▸ Task directions
Copy the stretch from the line containing "Extract tawny fur from this picture." through the line containing "116;69;449;299", swapping "tawny fur" for "golden fur" and leaving everything else unchanged.

## begin Information provided

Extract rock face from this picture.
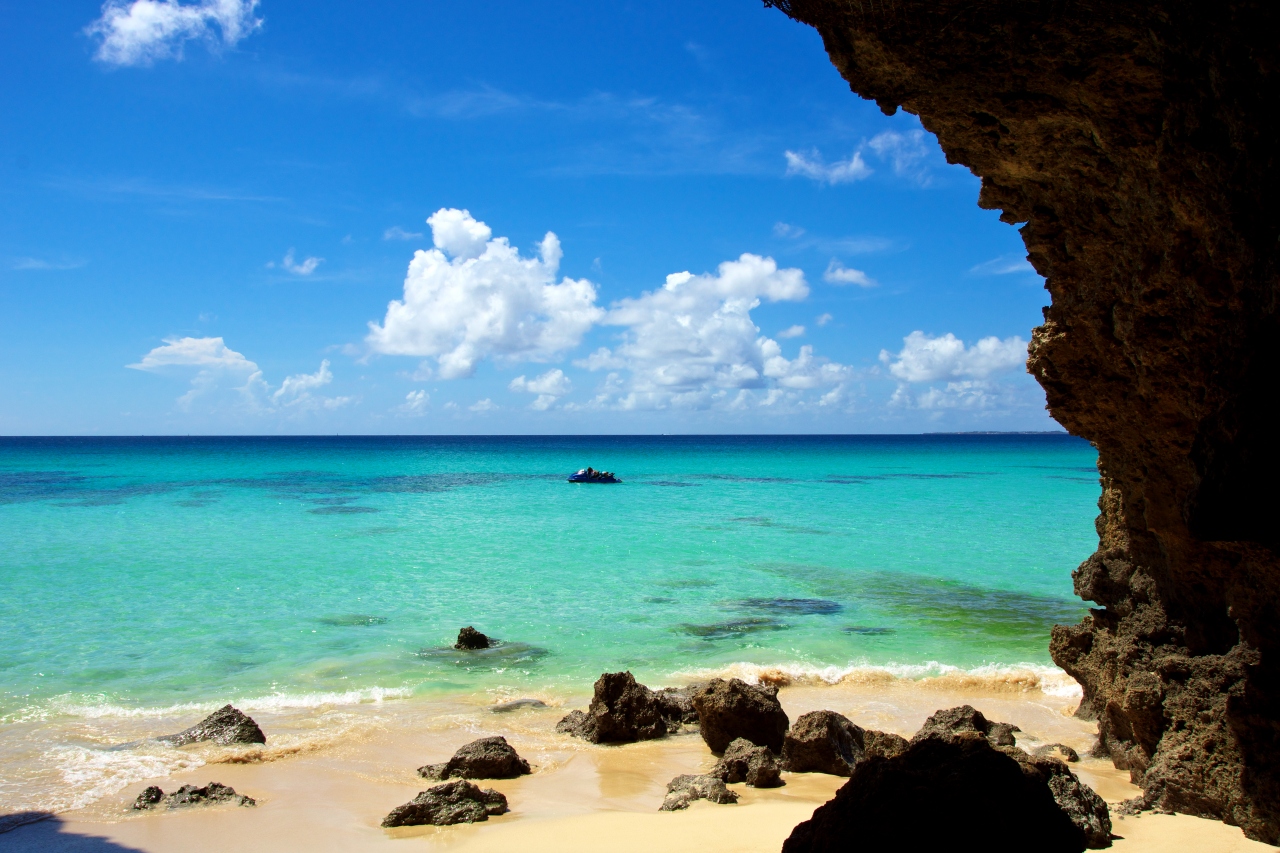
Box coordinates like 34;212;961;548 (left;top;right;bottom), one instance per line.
383;779;507;826
765;0;1280;843
782;711;908;776
556;672;687;743
156;704;266;747
133;783;257;811
658;776;737;812
692;679;790;756
453;625;489;651
710;738;783;788
782;733;1085;853
417;738;532;780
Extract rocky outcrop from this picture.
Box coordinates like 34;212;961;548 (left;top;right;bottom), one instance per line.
710;738;783;788
782;711;908;776
417;736;532;780
453;625;492;652
692;679;790;756
156;704;266;747
658;775;737;812
133;783;257;811
765;0;1280;843
782;733;1085;853
383;779;507;827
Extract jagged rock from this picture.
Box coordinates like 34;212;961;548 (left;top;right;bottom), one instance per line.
692;679;790;754
556;672;678;743
782;711;906;776
417;736;532;780
156;704;266;747
453;625;489;651
911;704;1021;747
658;775;737;812
133;783;257;811
710;738;783;788
383;779;507;826
767;0;1280;844
782;733;1084;853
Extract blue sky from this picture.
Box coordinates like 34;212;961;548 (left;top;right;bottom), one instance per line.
0;0;1056;434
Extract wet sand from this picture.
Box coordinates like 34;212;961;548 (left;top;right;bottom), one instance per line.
0;678;1275;853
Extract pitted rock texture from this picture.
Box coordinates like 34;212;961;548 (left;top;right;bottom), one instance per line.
765;0;1280;843
156;704;266;747
417;736;532;780
692;679;790;756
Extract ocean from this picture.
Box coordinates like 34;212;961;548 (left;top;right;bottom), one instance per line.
0;434;1100;813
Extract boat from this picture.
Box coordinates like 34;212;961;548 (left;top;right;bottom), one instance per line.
568;467;622;483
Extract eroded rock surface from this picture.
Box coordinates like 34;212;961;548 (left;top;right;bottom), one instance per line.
692;679;790;756
383;779;507;827
765;0;1280;843
156;704;266;747
417;736;532;780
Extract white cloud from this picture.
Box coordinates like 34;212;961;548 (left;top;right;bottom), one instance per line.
879;332;1027;382
84;0;262;65
383;225;422;240
780;149;872;183
822;257;876;287
366;209;604;379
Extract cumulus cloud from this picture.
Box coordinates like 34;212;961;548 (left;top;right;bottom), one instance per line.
822;257;876;287
879;332;1027;382
84;0;262;65
366;209;604;379
778;149;872;183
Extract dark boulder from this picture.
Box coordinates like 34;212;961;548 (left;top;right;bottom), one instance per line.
658;775;737;812
453;625;490;651
782;733;1085;853
133;783;257;811
710;738;783;788
383;779;507;827
417;736;532;780
782;711;908;776
156;704;266;747
911;704;1021;747
692;679;790;754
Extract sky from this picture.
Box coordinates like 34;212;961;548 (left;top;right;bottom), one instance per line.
0;0;1057;434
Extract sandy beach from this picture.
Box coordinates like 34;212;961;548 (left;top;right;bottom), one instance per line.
0;676;1271;853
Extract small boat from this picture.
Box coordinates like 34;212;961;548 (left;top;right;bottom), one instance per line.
568;467;622;483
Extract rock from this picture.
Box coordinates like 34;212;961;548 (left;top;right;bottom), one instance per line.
782;733;1084;853
133;783;257;811
692;679;790;754
767;0;1280;844
556;672;678;743
911;704;1021;747
383;779;507;826
156;704;266;747
710;738;783;788
453;625;489;651
658;775;737;812
417;736;532;780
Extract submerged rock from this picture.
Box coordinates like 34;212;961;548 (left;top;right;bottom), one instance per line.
133;783;257;811
692;679;790;754
156;704;266;747
417;736;532;780
383;779;507;827
658;775;737;812
710;738;783;788
782;711;908;776
453;625;489;651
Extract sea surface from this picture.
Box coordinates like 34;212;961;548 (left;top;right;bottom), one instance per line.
0;434;1100;813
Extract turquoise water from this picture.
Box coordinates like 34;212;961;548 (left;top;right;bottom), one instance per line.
0;435;1098;717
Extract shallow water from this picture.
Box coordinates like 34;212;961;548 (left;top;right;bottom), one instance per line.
0;435;1098;811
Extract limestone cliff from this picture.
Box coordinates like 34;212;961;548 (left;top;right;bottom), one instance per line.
765;0;1280;843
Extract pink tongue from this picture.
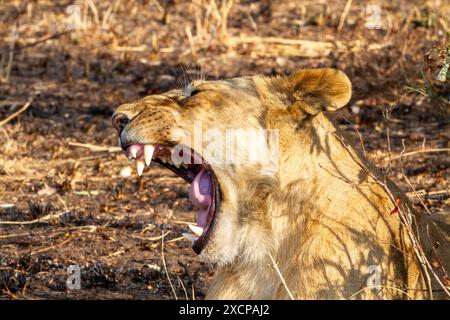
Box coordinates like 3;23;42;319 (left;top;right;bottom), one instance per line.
189;169;212;228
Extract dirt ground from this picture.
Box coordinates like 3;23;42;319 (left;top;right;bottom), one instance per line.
0;0;450;299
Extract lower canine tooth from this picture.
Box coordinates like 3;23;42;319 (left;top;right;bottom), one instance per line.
189;224;203;236
144;144;155;166
136;160;145;176
130;146;137;159
183;233;198;244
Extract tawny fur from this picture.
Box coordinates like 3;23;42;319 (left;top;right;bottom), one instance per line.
116;69;449;299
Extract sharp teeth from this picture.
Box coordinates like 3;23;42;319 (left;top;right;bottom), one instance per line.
130;146;137;159
136;160;145;176
183;233;198;244
144;144;155;166
189;224;203;237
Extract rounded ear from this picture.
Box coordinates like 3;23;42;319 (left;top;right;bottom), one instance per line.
275;69;352;114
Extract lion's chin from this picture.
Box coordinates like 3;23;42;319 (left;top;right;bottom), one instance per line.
122;143;221;254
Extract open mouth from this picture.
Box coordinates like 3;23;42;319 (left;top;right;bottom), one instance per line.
122;144;220;254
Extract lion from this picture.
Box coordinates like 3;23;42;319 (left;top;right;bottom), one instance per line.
113;68;449;299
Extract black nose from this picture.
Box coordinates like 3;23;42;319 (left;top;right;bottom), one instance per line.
113;113;130;133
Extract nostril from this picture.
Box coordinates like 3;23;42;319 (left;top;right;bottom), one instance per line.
113;113;130;132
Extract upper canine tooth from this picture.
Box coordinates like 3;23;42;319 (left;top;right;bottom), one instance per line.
144;144;155;166
183;233;198;244
136;160;145;176
189;224;203;237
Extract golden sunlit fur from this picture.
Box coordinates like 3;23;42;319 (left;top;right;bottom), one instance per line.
116;69;448;299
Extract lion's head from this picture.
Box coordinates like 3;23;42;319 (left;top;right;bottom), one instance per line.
113;69;351;264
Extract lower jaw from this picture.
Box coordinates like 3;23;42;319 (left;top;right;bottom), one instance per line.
192;170;221;254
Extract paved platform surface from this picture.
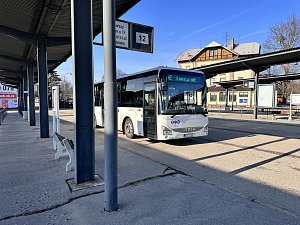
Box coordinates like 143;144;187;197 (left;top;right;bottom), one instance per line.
0;112;300;225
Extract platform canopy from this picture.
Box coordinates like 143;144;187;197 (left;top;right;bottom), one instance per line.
0;0;140;85
193;47;300;79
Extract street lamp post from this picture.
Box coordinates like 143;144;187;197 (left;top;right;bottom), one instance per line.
62;73;72;108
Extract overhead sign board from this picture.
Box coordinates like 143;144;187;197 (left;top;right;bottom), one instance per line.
243;80;254;88
94;20;153;53
116;21;129;48
290;94;300;105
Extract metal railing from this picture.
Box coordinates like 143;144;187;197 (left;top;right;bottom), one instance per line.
0;109;7;125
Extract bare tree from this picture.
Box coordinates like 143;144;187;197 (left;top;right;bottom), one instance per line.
263;15;300;102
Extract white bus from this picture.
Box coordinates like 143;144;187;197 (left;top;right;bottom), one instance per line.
95;67;208;140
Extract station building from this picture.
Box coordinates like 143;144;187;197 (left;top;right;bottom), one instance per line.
176;38;260;108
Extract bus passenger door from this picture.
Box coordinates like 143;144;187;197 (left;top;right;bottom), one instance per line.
144;82;156;139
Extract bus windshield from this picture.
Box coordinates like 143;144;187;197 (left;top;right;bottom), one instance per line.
159;72;207;115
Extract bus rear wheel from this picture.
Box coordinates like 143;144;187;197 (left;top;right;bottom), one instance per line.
123;118;134;139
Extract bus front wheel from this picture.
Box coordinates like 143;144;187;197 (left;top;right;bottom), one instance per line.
123;118;134;139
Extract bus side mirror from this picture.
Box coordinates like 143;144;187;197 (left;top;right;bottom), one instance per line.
161;82;168;91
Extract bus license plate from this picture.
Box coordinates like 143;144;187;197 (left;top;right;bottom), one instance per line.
183;134;194;137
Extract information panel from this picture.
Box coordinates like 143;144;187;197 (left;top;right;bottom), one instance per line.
0;83;18;109
98;20;153;53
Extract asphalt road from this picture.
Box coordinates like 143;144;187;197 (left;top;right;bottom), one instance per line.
61;113;300;219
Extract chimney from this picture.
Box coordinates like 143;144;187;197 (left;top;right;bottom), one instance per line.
230;38;234;49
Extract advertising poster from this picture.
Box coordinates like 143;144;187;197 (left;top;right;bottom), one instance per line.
0;83;18;109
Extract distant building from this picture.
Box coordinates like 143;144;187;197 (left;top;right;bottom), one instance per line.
176;38;260;107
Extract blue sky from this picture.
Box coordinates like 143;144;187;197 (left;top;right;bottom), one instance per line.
57;0;300;81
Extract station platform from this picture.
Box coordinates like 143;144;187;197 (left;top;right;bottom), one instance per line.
0;111;300;225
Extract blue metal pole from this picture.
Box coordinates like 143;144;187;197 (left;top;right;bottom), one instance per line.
37;40;49;138
71;0;95;184
23;74;28;111
103;0;118;212
27;62;35;126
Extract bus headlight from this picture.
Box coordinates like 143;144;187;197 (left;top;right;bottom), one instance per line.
162;126;172;135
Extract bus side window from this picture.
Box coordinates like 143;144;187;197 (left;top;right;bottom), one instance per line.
135;78;144;107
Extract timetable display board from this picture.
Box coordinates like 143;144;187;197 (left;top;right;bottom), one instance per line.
0;83;18;109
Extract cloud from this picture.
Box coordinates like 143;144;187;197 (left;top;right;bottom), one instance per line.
239;29;267;40
177;7;256;43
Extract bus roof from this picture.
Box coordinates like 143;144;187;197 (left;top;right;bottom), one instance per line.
95;66;204;85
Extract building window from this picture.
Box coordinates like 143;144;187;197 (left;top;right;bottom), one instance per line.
239;92;248;98
210;93;217;102
219;92;226;102
220;74;226;82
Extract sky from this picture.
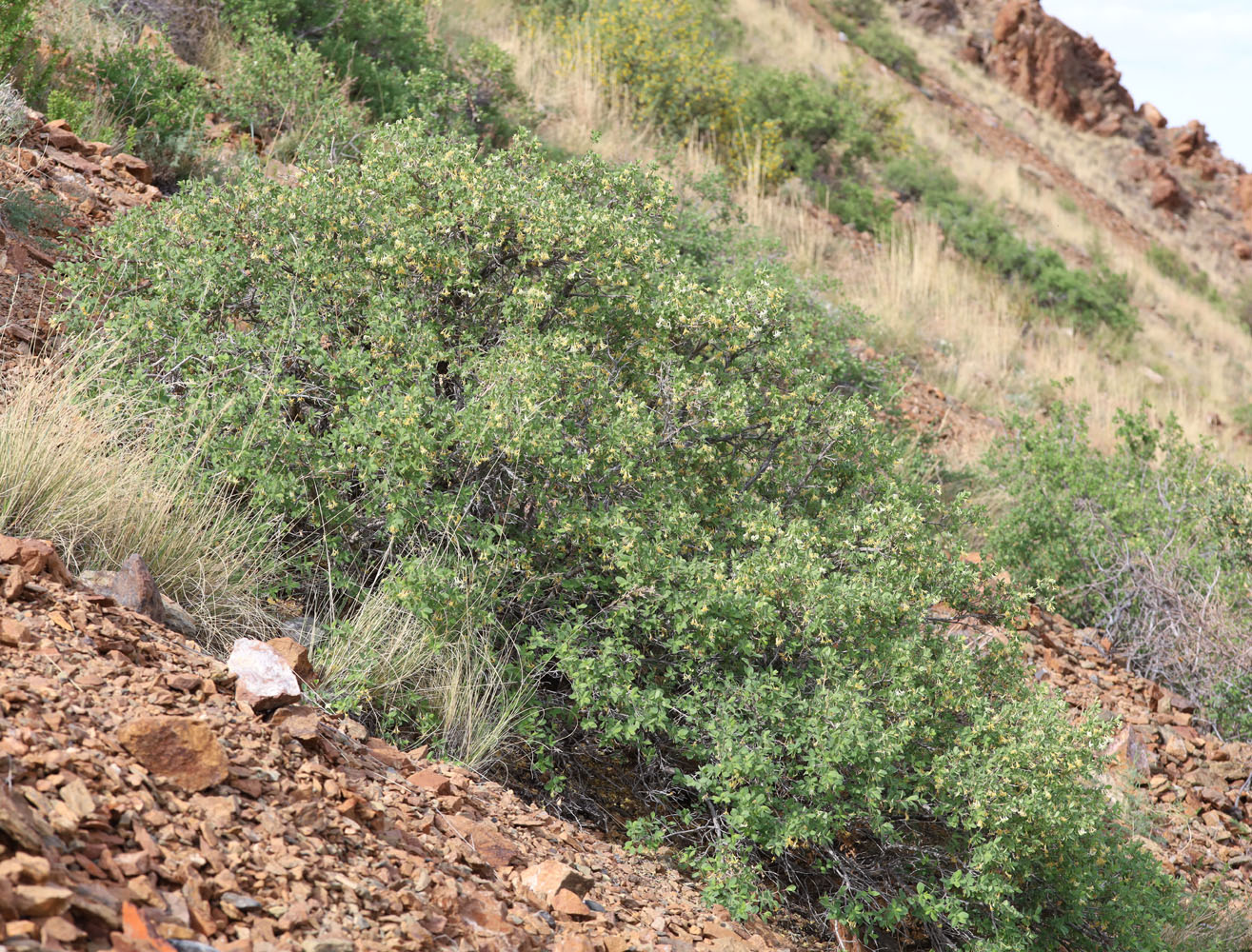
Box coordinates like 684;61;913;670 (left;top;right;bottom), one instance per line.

## end Information provided

▸ Solution below
Extract golden fur from this picture.
Box coordinates like 3;23;42;319 (left;top;right;bottom), one instance per line.
116;69;449;299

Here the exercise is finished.